§ Your task:
The answer must be the full listing, repeated word for word.

§ Entries provided:
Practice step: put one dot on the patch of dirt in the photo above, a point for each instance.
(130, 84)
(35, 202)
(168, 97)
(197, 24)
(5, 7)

§ Task answer:
Practice step: put one dot on the patch of dirt in the photo above, a point for each instance.
(130, 84)
(35, 202)
(168, 97)
(197, 24)
(5, 7)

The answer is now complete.